# Task brief
Rewrite in full everything from the line containing "Annotation guideline. For every instance of the drawer" down to the line containing "[(305, 22), (316, 134)]", both included. Change only the coordinates in the answers: multiply each by 2.3 and round to a whole number, with halves rounding up.

====

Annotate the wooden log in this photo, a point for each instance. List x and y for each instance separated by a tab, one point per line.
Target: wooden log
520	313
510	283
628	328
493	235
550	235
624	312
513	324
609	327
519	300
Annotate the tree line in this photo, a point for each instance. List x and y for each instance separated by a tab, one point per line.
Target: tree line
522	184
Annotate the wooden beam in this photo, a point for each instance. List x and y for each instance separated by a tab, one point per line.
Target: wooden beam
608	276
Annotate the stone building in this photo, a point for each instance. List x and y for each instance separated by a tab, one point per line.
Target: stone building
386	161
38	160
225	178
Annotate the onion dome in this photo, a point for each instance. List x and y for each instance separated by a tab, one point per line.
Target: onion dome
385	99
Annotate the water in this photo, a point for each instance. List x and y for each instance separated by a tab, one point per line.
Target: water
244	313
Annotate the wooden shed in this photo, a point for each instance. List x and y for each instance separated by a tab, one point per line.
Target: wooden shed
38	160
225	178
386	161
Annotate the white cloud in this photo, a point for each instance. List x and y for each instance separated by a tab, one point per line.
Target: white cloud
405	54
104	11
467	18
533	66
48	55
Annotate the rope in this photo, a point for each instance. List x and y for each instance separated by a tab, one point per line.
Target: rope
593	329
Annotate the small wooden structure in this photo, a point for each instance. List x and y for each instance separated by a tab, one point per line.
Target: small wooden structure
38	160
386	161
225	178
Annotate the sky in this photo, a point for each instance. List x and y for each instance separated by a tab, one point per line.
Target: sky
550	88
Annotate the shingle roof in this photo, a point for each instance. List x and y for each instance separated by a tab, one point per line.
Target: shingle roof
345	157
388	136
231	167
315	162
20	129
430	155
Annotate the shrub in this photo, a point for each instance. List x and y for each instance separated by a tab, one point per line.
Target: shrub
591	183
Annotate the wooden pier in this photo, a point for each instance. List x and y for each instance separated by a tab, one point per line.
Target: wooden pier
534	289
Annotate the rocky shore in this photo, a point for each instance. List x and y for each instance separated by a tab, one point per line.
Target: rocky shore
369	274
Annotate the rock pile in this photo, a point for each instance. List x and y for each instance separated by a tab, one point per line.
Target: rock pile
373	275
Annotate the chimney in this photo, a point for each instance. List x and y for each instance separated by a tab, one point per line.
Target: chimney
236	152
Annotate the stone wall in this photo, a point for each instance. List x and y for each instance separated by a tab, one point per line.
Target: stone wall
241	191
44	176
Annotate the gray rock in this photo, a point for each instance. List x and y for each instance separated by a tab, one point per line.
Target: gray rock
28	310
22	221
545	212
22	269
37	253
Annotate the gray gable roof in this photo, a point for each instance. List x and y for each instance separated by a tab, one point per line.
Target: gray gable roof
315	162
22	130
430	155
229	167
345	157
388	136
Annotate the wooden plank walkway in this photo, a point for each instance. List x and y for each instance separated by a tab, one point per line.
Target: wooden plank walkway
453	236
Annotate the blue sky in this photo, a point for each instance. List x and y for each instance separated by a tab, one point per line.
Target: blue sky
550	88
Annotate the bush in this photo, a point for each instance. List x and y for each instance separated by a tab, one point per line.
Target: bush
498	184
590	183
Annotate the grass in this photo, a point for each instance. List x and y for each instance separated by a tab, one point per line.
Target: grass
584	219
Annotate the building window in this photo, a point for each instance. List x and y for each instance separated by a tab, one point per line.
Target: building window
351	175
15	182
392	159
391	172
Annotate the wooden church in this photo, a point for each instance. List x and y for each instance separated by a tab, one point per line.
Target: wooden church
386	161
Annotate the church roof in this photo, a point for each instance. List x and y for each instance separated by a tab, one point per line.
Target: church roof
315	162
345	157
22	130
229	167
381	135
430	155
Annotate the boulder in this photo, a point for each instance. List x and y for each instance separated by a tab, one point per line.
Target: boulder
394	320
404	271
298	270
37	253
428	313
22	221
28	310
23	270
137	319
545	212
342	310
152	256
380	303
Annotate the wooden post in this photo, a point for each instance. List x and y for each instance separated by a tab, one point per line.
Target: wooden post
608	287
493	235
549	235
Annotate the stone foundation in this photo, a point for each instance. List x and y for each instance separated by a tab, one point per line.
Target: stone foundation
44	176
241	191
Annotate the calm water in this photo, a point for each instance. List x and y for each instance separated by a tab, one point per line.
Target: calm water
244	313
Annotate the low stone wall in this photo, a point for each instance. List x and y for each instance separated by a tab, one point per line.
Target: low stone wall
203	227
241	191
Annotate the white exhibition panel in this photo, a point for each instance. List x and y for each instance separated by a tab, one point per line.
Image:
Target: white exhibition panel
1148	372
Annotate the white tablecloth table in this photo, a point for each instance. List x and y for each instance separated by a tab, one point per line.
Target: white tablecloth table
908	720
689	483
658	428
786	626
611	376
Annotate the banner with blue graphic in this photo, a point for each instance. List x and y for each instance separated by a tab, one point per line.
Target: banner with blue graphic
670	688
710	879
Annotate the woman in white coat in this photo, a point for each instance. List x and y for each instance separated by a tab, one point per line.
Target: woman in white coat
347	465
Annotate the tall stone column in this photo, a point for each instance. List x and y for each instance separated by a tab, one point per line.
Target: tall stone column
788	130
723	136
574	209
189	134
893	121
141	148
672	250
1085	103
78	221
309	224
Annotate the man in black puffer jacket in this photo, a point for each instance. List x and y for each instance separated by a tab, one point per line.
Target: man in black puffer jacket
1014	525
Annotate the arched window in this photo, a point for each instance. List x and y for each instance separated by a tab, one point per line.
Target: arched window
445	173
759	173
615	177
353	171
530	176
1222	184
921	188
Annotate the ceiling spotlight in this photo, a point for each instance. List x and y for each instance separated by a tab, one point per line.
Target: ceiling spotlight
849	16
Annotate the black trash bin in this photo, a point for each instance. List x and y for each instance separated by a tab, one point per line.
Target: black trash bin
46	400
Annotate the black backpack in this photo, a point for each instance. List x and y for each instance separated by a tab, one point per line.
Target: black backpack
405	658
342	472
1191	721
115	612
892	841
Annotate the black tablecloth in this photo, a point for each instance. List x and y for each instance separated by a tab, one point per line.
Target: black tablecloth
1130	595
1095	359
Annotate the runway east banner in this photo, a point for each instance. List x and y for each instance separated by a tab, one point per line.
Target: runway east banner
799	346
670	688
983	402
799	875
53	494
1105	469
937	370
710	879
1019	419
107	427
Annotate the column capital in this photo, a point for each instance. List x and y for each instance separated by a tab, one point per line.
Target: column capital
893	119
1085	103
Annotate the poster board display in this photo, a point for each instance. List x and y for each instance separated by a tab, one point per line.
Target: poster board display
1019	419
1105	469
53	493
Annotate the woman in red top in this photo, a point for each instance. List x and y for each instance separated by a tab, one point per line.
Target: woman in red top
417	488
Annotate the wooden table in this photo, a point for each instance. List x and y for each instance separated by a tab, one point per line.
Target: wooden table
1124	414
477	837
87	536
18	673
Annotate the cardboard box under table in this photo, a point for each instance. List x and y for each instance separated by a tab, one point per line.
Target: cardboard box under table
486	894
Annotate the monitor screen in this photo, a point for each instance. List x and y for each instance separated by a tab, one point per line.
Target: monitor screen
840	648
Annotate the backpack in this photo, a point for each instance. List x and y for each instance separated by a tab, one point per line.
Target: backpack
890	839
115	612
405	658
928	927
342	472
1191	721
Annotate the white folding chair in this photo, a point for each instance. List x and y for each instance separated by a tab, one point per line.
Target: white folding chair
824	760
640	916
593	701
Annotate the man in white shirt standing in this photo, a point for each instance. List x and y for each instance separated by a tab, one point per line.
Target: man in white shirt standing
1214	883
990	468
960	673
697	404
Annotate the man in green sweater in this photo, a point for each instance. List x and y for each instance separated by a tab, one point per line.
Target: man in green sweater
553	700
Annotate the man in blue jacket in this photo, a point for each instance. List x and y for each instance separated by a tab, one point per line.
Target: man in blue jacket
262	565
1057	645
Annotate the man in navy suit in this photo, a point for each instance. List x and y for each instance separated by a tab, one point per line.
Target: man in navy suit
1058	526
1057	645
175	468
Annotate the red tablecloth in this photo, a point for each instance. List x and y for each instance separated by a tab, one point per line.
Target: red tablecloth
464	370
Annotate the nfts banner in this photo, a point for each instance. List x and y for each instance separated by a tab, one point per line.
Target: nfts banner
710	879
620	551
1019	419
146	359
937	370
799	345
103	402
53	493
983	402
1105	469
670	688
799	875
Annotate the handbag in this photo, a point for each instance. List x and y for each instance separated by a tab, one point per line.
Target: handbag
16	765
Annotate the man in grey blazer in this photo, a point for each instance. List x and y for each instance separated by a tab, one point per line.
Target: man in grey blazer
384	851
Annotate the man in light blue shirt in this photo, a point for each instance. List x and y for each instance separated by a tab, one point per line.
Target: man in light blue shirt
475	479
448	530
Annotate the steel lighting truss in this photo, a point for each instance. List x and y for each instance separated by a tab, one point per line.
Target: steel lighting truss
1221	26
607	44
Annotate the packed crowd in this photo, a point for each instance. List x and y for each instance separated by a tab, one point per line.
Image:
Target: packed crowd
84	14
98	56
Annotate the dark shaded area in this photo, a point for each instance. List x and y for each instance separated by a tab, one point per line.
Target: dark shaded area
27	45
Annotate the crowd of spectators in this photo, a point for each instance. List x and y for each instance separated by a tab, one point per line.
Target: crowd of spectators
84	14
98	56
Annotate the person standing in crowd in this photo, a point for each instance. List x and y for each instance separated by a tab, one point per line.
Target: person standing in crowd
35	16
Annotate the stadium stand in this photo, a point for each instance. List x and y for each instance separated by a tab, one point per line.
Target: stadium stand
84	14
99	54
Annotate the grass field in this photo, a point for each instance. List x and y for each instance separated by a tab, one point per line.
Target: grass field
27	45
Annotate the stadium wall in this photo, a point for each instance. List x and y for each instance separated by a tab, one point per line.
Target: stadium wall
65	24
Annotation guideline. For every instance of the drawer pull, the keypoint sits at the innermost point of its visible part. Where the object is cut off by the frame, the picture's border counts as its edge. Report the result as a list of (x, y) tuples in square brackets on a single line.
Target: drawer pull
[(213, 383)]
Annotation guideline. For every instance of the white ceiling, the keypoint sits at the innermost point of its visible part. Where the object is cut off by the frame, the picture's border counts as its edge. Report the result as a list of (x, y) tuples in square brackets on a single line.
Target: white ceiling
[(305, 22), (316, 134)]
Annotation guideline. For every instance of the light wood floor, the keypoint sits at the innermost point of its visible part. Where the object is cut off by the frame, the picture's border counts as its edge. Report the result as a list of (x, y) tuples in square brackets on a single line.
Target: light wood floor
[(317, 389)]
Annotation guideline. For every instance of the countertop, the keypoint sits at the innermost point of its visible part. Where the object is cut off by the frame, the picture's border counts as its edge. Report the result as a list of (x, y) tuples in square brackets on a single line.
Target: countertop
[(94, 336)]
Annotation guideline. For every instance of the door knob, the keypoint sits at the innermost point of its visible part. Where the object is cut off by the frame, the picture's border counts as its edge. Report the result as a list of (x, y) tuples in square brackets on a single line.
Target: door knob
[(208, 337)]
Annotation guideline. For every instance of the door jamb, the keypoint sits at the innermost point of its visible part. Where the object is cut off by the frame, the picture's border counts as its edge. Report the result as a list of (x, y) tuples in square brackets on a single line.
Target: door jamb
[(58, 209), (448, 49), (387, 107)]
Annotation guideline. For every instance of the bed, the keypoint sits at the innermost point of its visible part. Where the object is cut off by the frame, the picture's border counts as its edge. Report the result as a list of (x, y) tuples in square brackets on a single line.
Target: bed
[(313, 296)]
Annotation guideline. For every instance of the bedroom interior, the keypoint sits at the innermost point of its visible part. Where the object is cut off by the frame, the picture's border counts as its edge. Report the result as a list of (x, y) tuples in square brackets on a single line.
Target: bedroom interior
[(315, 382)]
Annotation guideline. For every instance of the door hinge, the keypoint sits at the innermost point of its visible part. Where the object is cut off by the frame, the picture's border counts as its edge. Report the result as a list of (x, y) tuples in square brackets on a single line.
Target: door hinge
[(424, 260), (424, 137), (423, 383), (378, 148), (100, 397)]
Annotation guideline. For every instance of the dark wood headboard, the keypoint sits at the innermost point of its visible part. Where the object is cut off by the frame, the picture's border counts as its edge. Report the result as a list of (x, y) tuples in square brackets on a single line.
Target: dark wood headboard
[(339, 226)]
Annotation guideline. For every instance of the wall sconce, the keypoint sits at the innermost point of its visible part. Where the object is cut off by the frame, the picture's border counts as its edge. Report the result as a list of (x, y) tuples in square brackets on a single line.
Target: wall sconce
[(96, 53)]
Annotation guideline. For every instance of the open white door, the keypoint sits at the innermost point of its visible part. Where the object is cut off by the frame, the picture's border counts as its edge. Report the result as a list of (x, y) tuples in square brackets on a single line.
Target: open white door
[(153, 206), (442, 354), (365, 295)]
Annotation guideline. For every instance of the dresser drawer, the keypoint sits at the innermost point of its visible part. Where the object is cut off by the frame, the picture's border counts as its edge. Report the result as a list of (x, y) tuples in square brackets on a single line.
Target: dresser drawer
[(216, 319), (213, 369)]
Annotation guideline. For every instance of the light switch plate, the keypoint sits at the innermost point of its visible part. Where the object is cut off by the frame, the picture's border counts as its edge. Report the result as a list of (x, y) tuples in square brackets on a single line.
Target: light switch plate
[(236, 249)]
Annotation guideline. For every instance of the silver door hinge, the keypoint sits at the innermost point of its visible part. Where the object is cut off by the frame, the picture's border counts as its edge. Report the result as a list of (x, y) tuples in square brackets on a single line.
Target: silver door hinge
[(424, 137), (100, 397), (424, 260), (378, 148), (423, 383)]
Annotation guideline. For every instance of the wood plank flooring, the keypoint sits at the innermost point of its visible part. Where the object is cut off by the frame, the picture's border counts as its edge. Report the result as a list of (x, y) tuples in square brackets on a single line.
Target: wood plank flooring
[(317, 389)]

====

# Output
Annotation guideline. For every instance of the drawer pull, the keypoint sits at the innermost point of its visible part. Where the object is cut off by the frame, the picture's border counts as its edge. Report the result as a list of (x, y) tuples in square brackets on a single line.
Target: drawer pull
[(490, 881)]
Annotation guideline. For every instance of the white ceiling, the keypoint sits at the innermost point of its visible part. Where the object is cut off by the frame, the picture's border counts as its edge. Report the result as a list of (x, y) tuples in square brackets on a single line.
Target: white ceiling
[(702, 51), (727, 308)]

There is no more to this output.